* WORK REQUIRED *
Copy every record word for word.

---- DATA SECTION

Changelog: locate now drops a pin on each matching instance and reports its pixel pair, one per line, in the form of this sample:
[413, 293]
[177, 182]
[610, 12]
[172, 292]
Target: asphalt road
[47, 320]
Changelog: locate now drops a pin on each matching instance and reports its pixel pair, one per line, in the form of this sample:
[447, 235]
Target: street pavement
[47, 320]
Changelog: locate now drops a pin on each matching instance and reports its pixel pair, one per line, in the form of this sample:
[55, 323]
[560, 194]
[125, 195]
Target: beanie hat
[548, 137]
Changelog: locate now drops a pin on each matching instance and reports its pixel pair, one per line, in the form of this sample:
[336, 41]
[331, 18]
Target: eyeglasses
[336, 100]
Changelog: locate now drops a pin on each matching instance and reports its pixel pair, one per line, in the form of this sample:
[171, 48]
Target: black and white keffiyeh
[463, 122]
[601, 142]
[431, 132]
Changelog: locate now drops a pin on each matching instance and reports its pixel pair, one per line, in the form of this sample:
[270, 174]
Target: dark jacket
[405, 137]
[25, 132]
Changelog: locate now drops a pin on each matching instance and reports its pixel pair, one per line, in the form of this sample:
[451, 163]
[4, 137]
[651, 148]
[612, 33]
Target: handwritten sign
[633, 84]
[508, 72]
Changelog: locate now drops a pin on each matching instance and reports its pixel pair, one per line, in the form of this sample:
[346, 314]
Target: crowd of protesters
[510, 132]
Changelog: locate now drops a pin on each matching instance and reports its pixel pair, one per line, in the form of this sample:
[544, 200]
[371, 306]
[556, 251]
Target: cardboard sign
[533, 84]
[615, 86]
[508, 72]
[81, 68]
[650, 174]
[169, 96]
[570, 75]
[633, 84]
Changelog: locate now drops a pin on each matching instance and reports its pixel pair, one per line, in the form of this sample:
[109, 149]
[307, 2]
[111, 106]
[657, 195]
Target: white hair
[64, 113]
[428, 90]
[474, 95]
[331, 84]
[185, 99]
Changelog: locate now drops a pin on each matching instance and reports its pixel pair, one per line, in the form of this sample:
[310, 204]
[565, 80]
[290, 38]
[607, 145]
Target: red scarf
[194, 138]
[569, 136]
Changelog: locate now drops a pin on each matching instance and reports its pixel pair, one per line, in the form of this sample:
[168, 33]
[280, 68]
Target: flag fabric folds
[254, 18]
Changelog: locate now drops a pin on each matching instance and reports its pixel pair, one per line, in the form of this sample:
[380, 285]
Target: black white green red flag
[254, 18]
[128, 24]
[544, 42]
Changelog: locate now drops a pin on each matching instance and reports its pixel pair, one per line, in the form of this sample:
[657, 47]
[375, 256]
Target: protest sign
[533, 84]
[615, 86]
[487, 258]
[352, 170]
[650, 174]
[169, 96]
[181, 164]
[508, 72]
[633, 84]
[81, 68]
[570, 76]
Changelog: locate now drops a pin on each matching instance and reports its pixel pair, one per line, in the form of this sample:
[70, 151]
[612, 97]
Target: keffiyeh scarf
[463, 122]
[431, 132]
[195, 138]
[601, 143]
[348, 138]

--------

* SOLUTION TO THE EXERCISE *
Changelog: locate now drops a pin on each matching instance and reports its pixel pair, one per line, in the form of this sample:
[413, 293]
[177, 182]
[610, 12]
[172, 292]
Target: asphalt road
[47, 320]
Changelog: locate now drops a pin on each matching instance and reports its pixel pair, one per line, in the form of this sample:
[447, 235]
Target: street pavement
[47, 320]
Changelog: locate now drops a pin on each matching instance and reports its pixel pair, one per line, in the form of this sample:
[55, 323]
[560, 194]
[125, 195]
Target: beanie hat
[548, 137]
Changelog: locate now drops a pin on each matching instance and reports its pixel pair, one per line, in the form of this sample:
[336, 41]
[331, 18]
Target: eyeglasses
[336, 100]
Changelog: locate now drops a pin on each matching instance and reports its pixel pair, one per line, in the form of this sample:
[171, 48]
Target: black and white keffiyeh
[463, 122]
[601, 142]
[431, 132]
Changelog: locate now drops a pin on each matching instance and reports its pixel pair, one per line, in the form of this sample:
[270, 174]
Target: dark jacket
[405, 137]
[25, 132]
Changelog: locate now drops a pin on each matching instance and reports its pixel pair, one per line, in the form of this sample:
[451, 163]
[4, 137]
[651, 148]
[612, 33]
Target: handwritten sign
[633, 84]
[508, 72]
Changelog: locate now drops a pin on each matching instance and reports its pixel pair, one per line, in the form of this sample:
[346, 314]
Target: crowd of protesters
[510, 132]
Changelog: locate now drops a pin on each matching instance and reports its pixel pair, one per line, in the form of this sample:
[544, 200]
[371, 306]
[556, 251]
Target: cardboard sign
[533, 84]
[615, 86]
[508, 72]
[81, 68]
[650, 174]
[169, 96]
[570, 75]
[633, 84]
Changelog: locate now drops a pin on each matching instance and reports its pixel pair, one per line, in the form of this sample:
[109, 149]
[307, 2]
[111, 106]
[657, 195]
Target: white hair
[64, 113]
[428, 90]
[474, 95]
[331, 84]
[185, 99]
Changelog: locate now drops a pin on each matching instance and reports its pixel pair, one per line, in the form of this sample:
[310, 204]
[565, 80]
[290, 38]
[607, 145]
Target: red scarf
[194, 138]
[569, 136]
Changelog: locate now drops a pin on each matching instance and reports its pixel pair, one per line, in the form of this sample:
[168, 33]
[280, 68]
Target: flag fabric folds
[254, 18]
Changelog: locate now drops a pin on each matching instance and reports its pixel pair, one per line, in the form of this sample:
[380, 285]
Target: black white green red flag
[254, 18]
[128, 24]
[544, 42]
Changelog: locate now drops a pin on each matching instance and reports its pixel pair, one per line, in the form of this sample:
[657, 47]
[375, 256]
Target: protest sign
[533, 84]
[615, 86]
[487, 258]
[352, 170]
[650, 174]
[169, 96]
[181, 164]
[508, 72]
[633, 84]
[81, 68]
[570, 76]
Changelog: locate now drops a pin on each matching instance and reports its pixel pair, one per line, in the form of this sample:
[70, 151]
[612, 97]
Target: keffiyeh scarf
[463, 122]
[431, 132]
[195, 138]
[601, 143]
[348, 138]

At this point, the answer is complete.